### Source passage:
○ ○ ○ ○
For the given integral the integrand can be written as $\mathrm{sin}\left(x\right){\mathrm{sin}}^{4}\left(x\right)=\mathrm{sin}\left(x\right){\left(1-{\mathrm{cos}}^{2}\left(x\right)\right)}^{2}$.
Then the substitution $u=\mathrm{cos}\left(x\right)$ will simplify the integrand expression.
Step 2
The given indefinite integral to be evaluated is $\int {\mathrm{sin}}^{5}\left(x\right)dx$. This can be rewritten as $\int \mathrm{sin}\left(x\right){\left(1-{\mathrm{cos}}^{2}\left(x\right)\right)}^{2}dx$.Use the substitution $u=\mathrm{cos}\left(x\right)$. Differentiating this gives $-du=\mathrm{sin}\left(x\right)dx$.Substitute this in the integral and evaluate the integral.
$\int {\mathrm{sin}}^{5}\left(x\right)dx=\int \mathrm{sin}\left(x\right){\left(1-{\mathrm{cos}}^{2}\left(x\right)\right)}^{2}dx$
$=-\int {\left(1-{u}^{2}\right)}^{2}du$
$=-\int \left(1+{u}^{4}-2{u}^{2}\right)du$
$=-u-\frac{{u}^{5}}{5}+\frac{2{u}^{3}}{3}+C$
$=-\mathrm{cos}\left(x\right)-\frac{{\mathrm{cos}}^{5}\left(x\right)}{5}+\frac{2{\mathrm{cos}}^{3}\left(x\right)}{3}+C$
○ ○ ○ ○
### Jobs:
A: In the worked solution, which substitution is used to evaluate the integral?
B: Using the worked solution, explain why the integrand is rewritten as sin(x)(1 − cos²(x))² before the substitution u = cos(x) is applied.
C: List every term in the final expression for the integral given at the end of the worked solution.

### Record list:
○ ○ ○ ○
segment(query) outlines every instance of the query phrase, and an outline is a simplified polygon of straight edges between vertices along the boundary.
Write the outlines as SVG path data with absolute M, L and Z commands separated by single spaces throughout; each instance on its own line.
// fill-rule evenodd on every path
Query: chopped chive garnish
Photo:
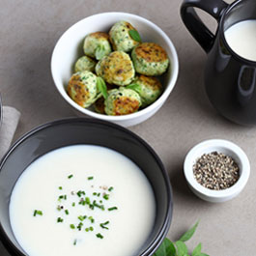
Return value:
M 109 221 L 106 221 L 104 223 L 100 223 L 100 226 L 103 229 L 108 229 L 108 227 L 105 227 L 105 225 L 109 224 Z
M 81 220 L 81 221 L 84 221 L 84 220 L 86 219 L 86 215 L 84 215 L 84 216 L 80 215 L 80 216 L 78 216 L 77 218 L 78 218 L 79 220 Z
M 105 210 L 104 206 L 103 206 L 103 205 L 99 205 L 99 204 L 96 202 L 96 200 L 94 200 L 94 202 L 93 202 L 93 206 L 94 206 L 94 207 L 98 207 L 98 208 L 100 208 L 100 209 L 101 209 L 101 210 Z M 90 208 L 91 208 L 91 206 L 90 206 Z
M 58 201 L 61 201 L 62 199 L 67 200 L 67 195 L 60 195 Z
M 36 215 L 43 215 L 43 212 L 40 211 L 40 210 L 35 210 L 33 215 L 34 215 L 34 216 L 36 216 Z
M 57 222 L 58 222 L 58 223 L 59 223 L 59 222 L 63 222 L 63 218 L 58 217 L 58 218 L 57 218 Z
M 77 229 L 79 230 L 79 231 L 81 231 L 81 229 L 82 229 L 82 226 L 83 226 L 83 223 L 82 222 L 80 222 L 78 225 L 77 225 Z
M 96 237 L 100 240 L 104 238 L 100 233 L 96 234 Z
M 89 197 L 85 197 L 85 202 L 87 205 L 90 205 L 91 204 L 91 200 Z
M 114 207 L 108 208 L 107 210 L 108 211 L 114 211 L 114 210 L 118 210 L 118 208 L 114 206 Z
M 108 200 L 108 199 L 109 199 L 109 194 L 104 194 L 104 195 L 103 195 L 103 198 L 104 198 L 105 200 Z
M 91 223 L 94 223 L 95 222 L 95 219 L 92 216 L 89 216 L 88 219 L 91 220 Z
M 63 206 L 57 206 L 57 210 L 61 211 L 63 209 Z
M 76 194 L 81 197 L 82 195 L 85 195 L 85 191 L 79 190 Z

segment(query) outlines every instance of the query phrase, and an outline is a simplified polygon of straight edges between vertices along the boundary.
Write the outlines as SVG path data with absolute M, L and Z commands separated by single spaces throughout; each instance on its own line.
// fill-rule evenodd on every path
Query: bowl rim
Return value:
M 224 150 L 225 152 L 228 152 L 224 153 L 225 155 L 229 155 L 230 153 L 231 155 L 236 156 L 236 158 L 238 159 L 236 162 L 240 165 L 240 178 L 237 183 L 226 189 L 213 190 L 206 188 L 193 177 L 192 166 L 195 163 L 196 158 L 201 156 L 204 153 L 208 153 L 211 148 L 214 149 L 213 151 L 221 152 Z M 199 194 L 202 194 L 207 198 L 231 199 L 232 196 L 238 194 L 245 186 L 250 175 L 250 163 L 243 150 L 234 142 L 225 139 L 210 139 L 202 141 L 190 149 L 185 158 L 184 173 L 188 185 Z
M 38 126 L 31 129 L 30 131 L 23 134 L 19 139 L 17 139 L 13 146 L 8 150 L 8 152 L 5 154 L 5 156 L 0 160 L 0 172 L 2 170 L 3 165 L 5 164 L 8 157 L 13 154 L 15 149 L 22 144 L 25 140 L 29 139 L 31 136 L 35 135 L 36 133 L 47 129 L 48 128 L 55 127 L 55 126 L 61 126 L 65 124 L 71 124 L 71 123 L 84 123 L 84 124 L 91 124 L 96 126 L 104 126 L 111 128 L 113 129 L 119 129 L 120 131 L 127 133 L 128 135 L 133 137 L 136 139 L 139 143 L 141 143 L 145 149 L 152 155 L 152 156 L 156 161 L 157 165 L 159 166 L 160 173 L 163 177 L 165 187 L 166 187 L 166 203 L 167 203 L 167 209 L 164 216 L 164 221 L 159 229 L 159 232 L 156 235 L 156 239 L 155 241 L 152 241 L 148 247 L 139 255 L 139 256 L 146 256 L 149 255 L 149 253 L 152 253 L 156 250 L 156 248 L 160 245 L 162 241 L 164 240 L 164 237 L 167 235 L 171 220 L 172 220 L 172 214 L 173 214 L 173 192 L 172 192 L 172 186 L 170 184 L 169 176 L 167 174 L 167 171 L 160 159 L 160 157 L 157 156 L 157 154 L 155 152 L 155 150 L 140 136 L 138 136 L 136 133 L 130 131 L 129 129 L 123 128 L 122 126 L 116 125 L 111 122 L 102 121 L 99 119 L 93 119 L 93 118 L 77 118 L 77 117 L 70 117 L 70 118 L 63 118 L 58 119 L 54 121 L 50 121 L 48 123 L 43 124 L 41 126 Z M 3 244 L 6 246 L 10 252 L 15 252 L 17 255 L 20 256 L 26 256 L 23 254 L 15 245 L 14 243 L 9 239 L 8 235 L 4 231 L 4 228 L 2 226 L 2 223 L 0 222 L 0 236 L 3 238 Z
M 54 69 L 54 60 L 55 60 L 55 56 L 56 56 L 56 52 L 58 47 L 61 45 L 61 42 L 62 39 L 65 38 L 65 36 L 71 31 L 72 30 L 75 26 L 79 25 L 80 23 L 86 22 L 87 20 L 90 20 L 91 18 L 95 18 L 97 16 L 102 16 L 102 15 L 126 15 L 127 17 L 133 17 L 136 18 L 140 21 L 142 21 L 145 24 L 148 24 L 149 26 L 153 27 L 154 30 L 157 31 L 159 33 L 159 35 L 163 38 L 163 40 L 167 43 L 168 46 L 171 49 L 172 52 L 172 57 L 173 57 L 173 63 L 172 63 L 172 72 L 171 72 L 171 78 L 169 83 L 167 84 L 165 90 L 163 91 L 163 93 L 161 94 L 161 96 L 152 104 L 150 104 L 149 106 L 145 107 L 144 109 L 141 109 L 135 113 L 131 113 L 128 115 L 122 115 L 122 116 L 108 116 L 108 115 L 103 115 L 103 114 L 100 114 L 97 112 L 94 112 L 90 109 L 87 108 L 83 108 L 82 106 L 78 105 L 76 102 L 74 102 L 66 93 L 66 91 L 62 90 L 61 88 L 63 87 L 63 84 L 59 84 L 57 82 L 57 74 L 55 73 L 55 69 Z M 85 35 L 86 36 L 86 35 Z M 160 28 L 158 27 L 156 24 L 153 23 L 152 21 L 150 21 L 149 19 L 142 17 L 140 15 L 137 14 L 129 14 L 129 13 L 124 13 L 124 12 L 106 12 L 106 13 L 100 13 L 100 14 L 96 14 L 90 16 L 87 16 L 79 21 L 77 21 L 76 23 L 74 23 L 73 25 L 71 25 L 69 29 L 67 29 L 62 36 L 59 38 L 59 40 L 57 41 L 54 49 L 52 51 L 52 55 L 51 55 L 51 75 L 54 81 L 54 85 L 55 88 L 57 89 L 57 91 L 59 92 L 59 94 L 62 96 L 62 98 L 64 98 L 64 100 L 72 107 L 74 107 L 74 109 L 76 109 L 77 111 L 79 111 L 80 113 L 86 114 L 88 116 L 94 117 L 94 118 L 98 118 L 98 119 L 101 119 L 101 120 L 106 120 L 106 121 L 110 121 L 110 122 L 115 122 L 115 121 L 127 121 L 127 120 L 130 120 L 130 119 L 136 119 L 136 118 L 140 118 L 141 116 L 144 116 L 144 114 L 150 113 L 152 112 L 154 109 L 159 107 L 169 97 L 170 93 L 172 92 L 176 81 L 178 79 L 178 75 L 179 75 L 179 59 L 178 59 L 178 54 L 176 51 L 176 48 L 172 43 L 172 41 L 170 40 L 170 38 L 167 36 L 167 34 Z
○ ○ ○ ○
### Solution list:
A: u = cos(x)

B: In that form the substitution u = cos(x) simplifies the integrand. Differentiating u = cos(x) gives −du = sin(x)dx, so the integral becomes −∫(1 − u²)² du.

C: −cos(x), −cos⁵(x)/5, 2cos³(x)/3, C